◆ Extract ◆
☆ ☆ ☆

We lost Mike Peters of The Alarm on Tuesday, and while that is a significant loss to the music community, it is also a great loss for cancer charities. Mike survived 30 years with leukemia, and as I wrote for the show notes to Episode 27 of my One Step Beyond podcast, the interview for which was conducted almost exactly four years ago,
“Rather than bemoan his bad luck, Peters instead recognized the enormous good fortune of having quality free cancer care on the National Health Service in a world where there is so much health inequality, and in 2007 he co-founded Love Hope Strength, with the belief that ‘all people deserve quality care, a marrow donor if needed, and most importantly, hope.’
Mike went on to host concerts on top of Mt Everest Base Camp, Mt Kilimanjaro and Mt Fuji, established the 'Get On The List' drive at concerts to sign up potential bone marrow donors, and recorded the world's longest song, The Scriptures, to promote bone marrow donor initiatives between Israelis and Palestinians. Money raised has served to fund a mammography machine in Nepal, build a Children’s Cancer Unit in Tanzania, and to fund cancer projects within the UK.
Quite rightly, Mike received an MBE for his efforts in 2019, for his services to charity. Here is a clip of him from our conversation in May 2021, talking about his leukemia diagnoses and the attitude he took towards them.
The home page for the Love Hope Strength foundation is here. You can donate from the USA here and the UK here
On a personal level, I lost a really close friend in Mike. We had been tight from the early 1980s, by which I mean really tight, a personal connection that extended beyond his professional role with The Alarm and mine as Jamming! editor. Our two bands shared stages, including The Marquee. We played football together, and against each other. I joined The Alarm on video shoots and produced a couple of fan magazines for them. I first stepped foot into the United States because of The Alarm, in 1986; my life would therefore have been so different without them. And although he and I lost contact for a while as people do when they live their best lives which can also be their most challenging lives, raising families along the way, we gravitated back together in recent years, and found that our bond was tighter than ever.

☆ ☆ ☆

◆ Your instructions ◆
Please write out the part of the tribute that opens with the words containing "Quite rightly, Mike" and closes with "took towards them.". Work only from the tribute to Mike Peters above.

Records from a data collection

☆ ☆ ☆

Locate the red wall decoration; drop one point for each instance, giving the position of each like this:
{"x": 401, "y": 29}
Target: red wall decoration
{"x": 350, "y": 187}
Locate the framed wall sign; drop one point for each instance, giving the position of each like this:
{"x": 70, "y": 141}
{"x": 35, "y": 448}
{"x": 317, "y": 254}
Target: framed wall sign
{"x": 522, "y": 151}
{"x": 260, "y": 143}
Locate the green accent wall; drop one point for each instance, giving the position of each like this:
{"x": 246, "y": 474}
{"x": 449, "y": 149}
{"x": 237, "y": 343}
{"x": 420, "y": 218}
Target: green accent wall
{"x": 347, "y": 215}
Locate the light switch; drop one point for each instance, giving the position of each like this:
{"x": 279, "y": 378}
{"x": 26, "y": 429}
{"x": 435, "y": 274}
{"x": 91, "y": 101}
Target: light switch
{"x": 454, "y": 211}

☆ ☆ ☆

◆ Solved problem ◆
Quite rightly, Mike received an MBE for his efforts in 2019, for his services to charity. Here is a clip of him from our conversation in May 2021, talking about his leukemia diagnoses and the attitude he took towards them.